EXERCISE GOAL →
Each entry below is to be printed verbatim.

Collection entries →
● ● ● ● ●
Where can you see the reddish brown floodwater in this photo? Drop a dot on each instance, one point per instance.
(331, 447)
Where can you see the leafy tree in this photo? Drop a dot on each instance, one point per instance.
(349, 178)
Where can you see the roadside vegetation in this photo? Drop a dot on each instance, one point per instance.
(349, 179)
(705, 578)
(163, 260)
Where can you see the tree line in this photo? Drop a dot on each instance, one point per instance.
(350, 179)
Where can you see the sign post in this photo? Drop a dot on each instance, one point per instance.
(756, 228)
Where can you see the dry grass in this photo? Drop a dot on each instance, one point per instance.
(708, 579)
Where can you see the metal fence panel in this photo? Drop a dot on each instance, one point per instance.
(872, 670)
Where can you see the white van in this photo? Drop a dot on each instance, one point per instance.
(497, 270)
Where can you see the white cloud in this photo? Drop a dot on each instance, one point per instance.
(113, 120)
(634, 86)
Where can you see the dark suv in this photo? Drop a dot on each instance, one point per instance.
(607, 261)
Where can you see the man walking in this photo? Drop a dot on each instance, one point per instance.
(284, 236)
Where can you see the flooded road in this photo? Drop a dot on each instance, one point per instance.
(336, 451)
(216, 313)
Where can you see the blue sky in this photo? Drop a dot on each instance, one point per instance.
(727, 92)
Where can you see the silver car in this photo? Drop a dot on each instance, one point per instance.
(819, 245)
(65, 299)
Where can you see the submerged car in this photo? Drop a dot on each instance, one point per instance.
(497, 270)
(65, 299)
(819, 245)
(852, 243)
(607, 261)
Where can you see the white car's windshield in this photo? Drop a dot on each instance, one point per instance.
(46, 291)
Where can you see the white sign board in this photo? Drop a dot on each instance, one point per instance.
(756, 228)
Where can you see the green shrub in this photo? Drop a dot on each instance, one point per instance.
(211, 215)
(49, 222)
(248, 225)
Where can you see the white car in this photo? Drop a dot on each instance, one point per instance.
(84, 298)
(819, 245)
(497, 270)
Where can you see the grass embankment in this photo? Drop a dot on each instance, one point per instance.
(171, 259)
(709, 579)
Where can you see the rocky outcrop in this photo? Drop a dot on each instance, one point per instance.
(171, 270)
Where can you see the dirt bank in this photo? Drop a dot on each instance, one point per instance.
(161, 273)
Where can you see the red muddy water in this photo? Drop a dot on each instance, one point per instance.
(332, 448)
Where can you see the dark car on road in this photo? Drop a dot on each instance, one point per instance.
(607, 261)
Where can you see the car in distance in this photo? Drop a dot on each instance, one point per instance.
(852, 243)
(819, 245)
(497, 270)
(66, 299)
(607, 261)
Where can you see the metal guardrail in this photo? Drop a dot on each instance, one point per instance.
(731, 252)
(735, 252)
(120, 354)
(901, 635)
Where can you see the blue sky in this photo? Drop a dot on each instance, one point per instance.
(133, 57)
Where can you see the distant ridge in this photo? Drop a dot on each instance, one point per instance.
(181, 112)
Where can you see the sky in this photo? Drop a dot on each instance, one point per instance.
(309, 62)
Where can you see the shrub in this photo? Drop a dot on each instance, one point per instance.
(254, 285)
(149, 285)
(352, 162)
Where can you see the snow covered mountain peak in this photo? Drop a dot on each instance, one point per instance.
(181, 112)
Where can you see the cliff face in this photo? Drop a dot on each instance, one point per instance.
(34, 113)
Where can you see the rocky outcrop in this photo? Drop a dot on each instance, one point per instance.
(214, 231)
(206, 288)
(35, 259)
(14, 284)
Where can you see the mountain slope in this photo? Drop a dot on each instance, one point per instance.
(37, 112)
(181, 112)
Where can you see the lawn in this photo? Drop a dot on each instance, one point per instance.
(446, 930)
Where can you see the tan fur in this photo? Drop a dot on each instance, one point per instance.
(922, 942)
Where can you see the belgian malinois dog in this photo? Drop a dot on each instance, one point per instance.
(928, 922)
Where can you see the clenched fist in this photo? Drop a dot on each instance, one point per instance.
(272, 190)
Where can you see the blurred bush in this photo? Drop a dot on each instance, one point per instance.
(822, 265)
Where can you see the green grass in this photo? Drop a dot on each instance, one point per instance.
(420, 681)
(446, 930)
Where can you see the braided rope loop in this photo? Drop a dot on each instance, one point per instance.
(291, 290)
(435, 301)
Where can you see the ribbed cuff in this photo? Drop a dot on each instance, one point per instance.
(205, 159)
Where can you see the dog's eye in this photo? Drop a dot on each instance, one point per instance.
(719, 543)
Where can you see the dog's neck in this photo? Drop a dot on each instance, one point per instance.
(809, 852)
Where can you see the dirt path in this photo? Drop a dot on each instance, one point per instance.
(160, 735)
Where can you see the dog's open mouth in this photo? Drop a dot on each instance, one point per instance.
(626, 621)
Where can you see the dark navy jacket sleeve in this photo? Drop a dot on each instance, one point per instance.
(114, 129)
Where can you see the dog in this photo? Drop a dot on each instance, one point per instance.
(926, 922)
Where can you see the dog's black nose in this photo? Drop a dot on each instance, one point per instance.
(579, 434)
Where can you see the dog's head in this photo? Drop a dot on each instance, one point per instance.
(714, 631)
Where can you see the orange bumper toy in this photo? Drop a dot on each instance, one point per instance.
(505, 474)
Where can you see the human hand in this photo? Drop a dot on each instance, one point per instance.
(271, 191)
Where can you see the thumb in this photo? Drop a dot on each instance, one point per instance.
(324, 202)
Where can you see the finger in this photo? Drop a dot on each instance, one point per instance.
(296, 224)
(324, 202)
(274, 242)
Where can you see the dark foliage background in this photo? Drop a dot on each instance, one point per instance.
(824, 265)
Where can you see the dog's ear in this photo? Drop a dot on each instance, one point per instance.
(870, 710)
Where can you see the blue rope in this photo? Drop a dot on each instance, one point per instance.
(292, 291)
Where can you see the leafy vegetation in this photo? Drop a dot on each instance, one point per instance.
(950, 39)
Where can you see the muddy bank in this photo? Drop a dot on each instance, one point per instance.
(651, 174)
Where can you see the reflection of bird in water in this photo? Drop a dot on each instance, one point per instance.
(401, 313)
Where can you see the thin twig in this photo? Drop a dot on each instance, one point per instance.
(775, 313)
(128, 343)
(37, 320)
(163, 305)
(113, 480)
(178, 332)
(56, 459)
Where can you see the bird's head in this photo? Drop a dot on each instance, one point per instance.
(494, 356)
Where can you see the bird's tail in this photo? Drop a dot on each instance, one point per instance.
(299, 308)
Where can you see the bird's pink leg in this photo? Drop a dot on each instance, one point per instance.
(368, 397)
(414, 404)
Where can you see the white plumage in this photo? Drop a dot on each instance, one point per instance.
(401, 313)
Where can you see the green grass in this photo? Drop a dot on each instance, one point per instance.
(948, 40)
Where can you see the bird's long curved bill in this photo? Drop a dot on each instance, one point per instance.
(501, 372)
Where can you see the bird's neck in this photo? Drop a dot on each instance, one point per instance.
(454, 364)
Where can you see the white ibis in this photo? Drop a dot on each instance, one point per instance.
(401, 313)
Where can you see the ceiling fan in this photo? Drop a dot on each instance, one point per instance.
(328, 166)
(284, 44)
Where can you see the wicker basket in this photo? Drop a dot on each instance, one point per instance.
● ● ● ● ●
EXERCISE OUTPUT →
Where can you see the reddish brown floodwater in this photo? Drop a dot on each instance, one point per instance.
(331, 447)
Where can you see the leafy tree in this photo? Drop a dot on each instance, one point per instance.
(349, 178)
Where can you see the roadside vegetation in this photo? Drop a dot on each instance, one point per instance.
(349, 179)
(705, 578)
(163, 260)
Where can you see the tree line in this photo? Drop a dot on each instance, one point per instance.
(350, 179)
Where can you see the sign post in this photo? Drop a dot on each instance, one point per instance.
(756, 228)
Where can you see the dry grass in this photo? Drop a dot on each instance, one point per instance.
(708, 579)
Where can you see the metal fence panel in this photo? Drop a dot on each instance, one point per instance.
(872, 670)
Where can you see the white van in this photo? Drop a dot on each instance, one point per instance.
(497, 270)
Where can you see the white cloud in this photo? Drop a dot on each instance, one point per instance.
(113, 120)
(634, 86)
Where can you see the dark suv in this photo? Drop a dot on each instance, one point per instance.
(607, 261)
Where can you see the man walking in this photo? Drop a dot on each instance, one point per instance.
(284, 236)
Where can you see the flooded road in this photo? Drop a dot on each instance, one point per instance.
(336, 451)
(216, 313)
Where can you see the blue sky in this photo? Drop a dot on each instance, one point per instance.
(727, 92)
Where can you see the silver car in this photo? Drop a dot on each instance, one point per instance.
(819, 245)
(65, 299)
Where can you see the submerged car in this photo? Drop a dot on each instance, one point per instance.
(497, 270)
(65, 299)
(819, 245)
(852, 243)
(607, 261)
Where can you see the white car's windshield in this photo? Drop a dot on each instance, one point per instance.
(46, 291)
Where can you see the white sign board in this photo? Drop a dot on each instance, one point per instance.
(756, 228)
Where can you see the green shrub in this photo? Drop a dot on each instance, one point per instance.
(211, 215)
(49, 222)
(248, 225)
Where can you see the white car in this photo? Drop a dot on each instance, one point per instance.
(84, 298)
(819, 245)
(497, 270)
Where can you see the grass embankment in this photo? Drop a dot on each instance, one point per instance.
(171, 259)
(709, 579)
Where can you see the rocky outcrop in this photo? Drop a dot on each instance, one point per instance.
(171, 270)
Where can you see the dirt bank in this photo? Drop a dot on each instance, one point per instance.
(161, 273)
Where can you see the red muddy water in this photo? Drop a dot on each instance, one point per instance.
(332, 448)
Where can you see the dark car on road in this photo? Drop a dot on each instance, one point per instance.
(607, 261)
Where can you see the car in distance in this photo? Drop a dot on each instance, one point per instance.
(852, 243)
(819, 245)
(497, 270)
(66, 299)
(607, 261)
Where can you see the metal guardrail in this photo? Drop a dot on each instance, one point per instance.
(731, 252)
(735, 252)
(120, 354)
(901, 635)
Where can you see the blue sky in this photo? Drop a dot on each instance, one point per instance.
(133, 57)
Where can you see the distant ridge in this photo? Drop a dot on each instance, one point per instance.
(181, 112)
Where can you see the sky in this photo? Drop a dot on each instance, one point per instance.
(309, 62)
Where can you see the shrub in this photo? Drop a dot on each instance, one point per instance.
(254, 285)
(149, 285)
(352, 162)
Where can you see the snow covered mountain peak in this photo? Drop a dot on each instance, one point per instance.
(181, 112)
Where can you see the cliff face in this photo? Drop a dot on each instance, one point per instance.
(34, 113)
Where can you see the rocky outcrop in this photo? Drop a dot on each instance, one point per instance.
(214, 231)
(206, 288)
(35, 259)
(14, 284)
Where can you see the mountain slope in this photo? Drop a dot on each instance, one point per instance.
(37, 112)
(181, 112)
Where can you see the lawn in this photo? Drop a dot on each instance, one point per instance.
(446, 930)
Where can you see the tan fur in this photo? Drop a dot on each instance, one point per instance.
(922, 942)
Where can you see the belgian malinois dog in this photo? Drop a dot on each instance, one point per instance.
(928, 922)
Where can you see the clenched fist in this photo? Drop a dot on each instance, one point per instance.
(272, 190)
Where can you see the blurred bush in this photo? Drop a dot on each instance, one point per instance.
(822, 265)
Where can you see the green grass in this photo? Drop a dot on each instance, one point per instance.
(420, 681)
(446, 930)
Where can you see the braided rope loop in this photo? Drop a dot on each instance, one point per instance.
(291, 290)
(435, 301)
Where can you see the ribbed cuff in this photo? Drop a dot on each instance, one point per instance.
(205, 159)
Where can you see the dog's eye in this photo? Drop a dot on each instance, one point per instance.
(719, 543)
Where can you see the dog's neck in this photo? Drop a dot on each instance, one point per instance.
(809, 852)
Where can you see the dirt path in this photo? Drop a dot on each instance, one point per instance.
(160, 735)
Where can you see the dog's open mouth in this photo? Drop a dot on each instance, one point per instance.
(626, 621)
Where can you see the dark navy jacket sleeve in this photo? Drop a dot on each instance, one point per instance.
(114, 129)
Where can you see the dog in this photo? Drop a dot on each instance, one point per instance.
(926, 922)
Where can you see the dog's black nose in this photo? Drop a dot on each instance, one point per instance.
(579, 434)
Where can you see the dog's head in this photo? Drop a dot on each instance, one point per instance.
(714, 631)
Where can you see the orange bumper toy in this photo? Drop a dot on each instance, one point per instance.
(505, 474)
Where can you see the human hand in this photo? Drop a dot on each instance, one point per instance.
(271, 191)
Where can you see the thumb in this photo? Drop a dot on each instance, one point per instance.
(324, 202)
Where can you see the finger in this photo? Drop a dot on each instance, one point per instance.
(296, 224)
(324, 202)
(274, 242)
Where can you see the dark foliage background in this photo? Drop a dot on each instance, one point per instance.
(824, 265)
Where can you see the dog's ear in this photo? Drop a dot on each instance, one point per instance.
(870, 710)
Where can you see the blue rope in this photo? Drop a dot on each instance, one point per instance.
(292, 291)
Where can you see the leafy vegetation in this photo? Drop a dot on each instance, one point per instance.
(950, 39)
Where can you see the muddy bank in this photo? Drop a dot on each instance, one point per instance.
(651, 174)
Where can you see the reflection of bird in water in this photo? Drop a dot on each instance, one point per instance.
(401, 313)
Where can you see the thin twig in this photo? Drop a dot on each instance, one point per instance.
(775, 313)
(128, 343)
(37, 320)
(163, 305)
(113, 480)
(178, 332)
(56, 459)
Where can you see the bird's head in this photo? Drop a dot on each instance, one point per instance.
(494, 356)
Where can you see the bird's tail in this photo? Drop a dot on each instance, one point per instance.
(299, 308)
Where can you see the bird's pink leg in this photo? Drop a dot on each instance, one point per instance.
(368, 397)
(414, 404)
Where can you see the white plumage in this photo? Drop a dot on each instance, one point per instance.
(401, 313)
Where can you see the green grass in this photo? Drop a dot on each instance, one point per instance.
(948, 40)
Where can you see the bird's long curved bill in this photo? Drop a dot on each instance, one point per instance.
(501, 372)
Where can you see the bird's neck in this photo? Drop a dot on each instance, one point per instance.
(454, 364)
Where can you see the white ibis in this photo? Drop a dot on each instance, one point per instance.
(401, 313)
Where can you see the ceiling fan in this photo? Drop a dot on each instance, one point per instance.
(328, 166)
(284, 44)
Where can you see the wicker basket in this photo? Drop a dot on each instance, one point per instance.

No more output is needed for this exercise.